Saturday 23 February 2013

We can't always walk away and we can't always be happy .....

It is interesting reading some of the spiritual posts which go up and I like many of them but equally, sometimes they just sound trite and unrealistic.

One suggests that we should respect ourselves enough to walk away from that which does not serve us, does not help us grow and does not make us happy. The reality is that if we did we would spend our whole lives walking away.

Surely if one could walk away from anything then we would but often we cannot and it has nothing to do with a lack of respect - it is just the way it is! We can have difficult situations with our children for example and we may find it impossible to believe it serves us, let alone grows us, feeling crushed as one can and it certainly does not make us happy but we would never walk away.... and should never walk away.

Equally with parents who are deserving of our honouring no matter how hard it might be to remain in a relationship; or our siblings whom we have chosen to be with in this life; or our close friends whom we have known for many years and who, because of what is going on in their lives, no longer 'serve' us, although my question is, who says they should ?

And what does it mean to say that someone or something 'grows us' that we can define  as growth anyway? How would we know what is growing us and what is not given that often it is only when we look back over many years that we can see that difficult situations were in fact just what we needed and the best thing for us? The difficult people and situations are our greatest teachers so says another spiritual maxim.
..............................
• [Stated task 1]
Which lines of the records contain the string "shoulder"? Find and copy each one, treating uppercase and lowercase as different.
The post about walking away and the records are unrelated.

• [Data records]
..............................
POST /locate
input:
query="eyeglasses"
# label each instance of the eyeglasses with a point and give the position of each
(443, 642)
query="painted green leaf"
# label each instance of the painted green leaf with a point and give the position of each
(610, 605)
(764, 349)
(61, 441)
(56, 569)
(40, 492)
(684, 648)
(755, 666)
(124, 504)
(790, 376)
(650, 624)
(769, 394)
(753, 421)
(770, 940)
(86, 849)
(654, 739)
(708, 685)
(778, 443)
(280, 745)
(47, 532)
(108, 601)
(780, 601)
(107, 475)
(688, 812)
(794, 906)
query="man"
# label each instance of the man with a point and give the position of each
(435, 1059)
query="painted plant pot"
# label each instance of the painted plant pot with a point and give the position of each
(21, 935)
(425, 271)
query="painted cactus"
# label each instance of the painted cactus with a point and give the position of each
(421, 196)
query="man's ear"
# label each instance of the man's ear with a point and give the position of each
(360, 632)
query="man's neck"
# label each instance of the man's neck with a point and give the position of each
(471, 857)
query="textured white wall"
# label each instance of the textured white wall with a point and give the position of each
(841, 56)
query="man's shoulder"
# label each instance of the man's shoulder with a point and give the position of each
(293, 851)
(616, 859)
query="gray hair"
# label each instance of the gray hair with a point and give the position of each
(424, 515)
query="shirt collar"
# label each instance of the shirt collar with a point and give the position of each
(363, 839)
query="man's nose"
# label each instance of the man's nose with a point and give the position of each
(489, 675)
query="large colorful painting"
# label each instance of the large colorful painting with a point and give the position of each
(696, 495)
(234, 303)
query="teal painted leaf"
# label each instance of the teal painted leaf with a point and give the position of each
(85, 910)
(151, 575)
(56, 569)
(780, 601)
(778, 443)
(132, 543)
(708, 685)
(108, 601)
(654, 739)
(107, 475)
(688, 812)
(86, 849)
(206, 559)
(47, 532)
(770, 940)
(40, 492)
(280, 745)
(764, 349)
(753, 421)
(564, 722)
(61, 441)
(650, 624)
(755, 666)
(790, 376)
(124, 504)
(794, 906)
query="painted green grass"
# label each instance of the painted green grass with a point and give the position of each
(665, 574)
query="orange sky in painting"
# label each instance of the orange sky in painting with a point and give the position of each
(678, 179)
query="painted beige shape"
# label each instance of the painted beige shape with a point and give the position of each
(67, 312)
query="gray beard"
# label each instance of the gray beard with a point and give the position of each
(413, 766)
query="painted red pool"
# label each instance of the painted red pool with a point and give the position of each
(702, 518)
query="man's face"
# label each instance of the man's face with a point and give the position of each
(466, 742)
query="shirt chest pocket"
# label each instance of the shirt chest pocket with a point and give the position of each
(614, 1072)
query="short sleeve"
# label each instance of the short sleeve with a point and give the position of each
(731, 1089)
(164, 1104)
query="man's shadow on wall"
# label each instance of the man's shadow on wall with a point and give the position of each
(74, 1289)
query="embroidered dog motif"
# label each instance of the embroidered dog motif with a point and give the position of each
..............................
• [Stated task 2]
Reproduce verbatim the stretch of the post about walking away that opens with the words "Saturday 23 February" and closes with "should never walk away.".

• [Exercise result 1]
query="man's shoulder"
# label each instance of the man's shoulder with a point and give the position of each

• [Exercise result 2]
Saturday 23 February 2013

We can't always walk away and we can't always be happy .....

It is interesting reading some of the spiritual posts which go up and I like many of them but equally, sometimes they just sound trite and unrealistic.

One suggests that we should respect ourselves enough to walk away from that which does not serve us, does not help us grow and does not make us happy. The reality is that if we did we would spend our whole lives walking away.

Surely if one could walk away from anything then we would but often we cannot and it has nothing to do with a lack of respect - it is just the way it is! We can have difficult situations with our children for example and we may find it impossible to believe it serves us, let alone grows us, feeling crushed as one can and it certainly does not make us happy but we would never walk away.... and should never walk away.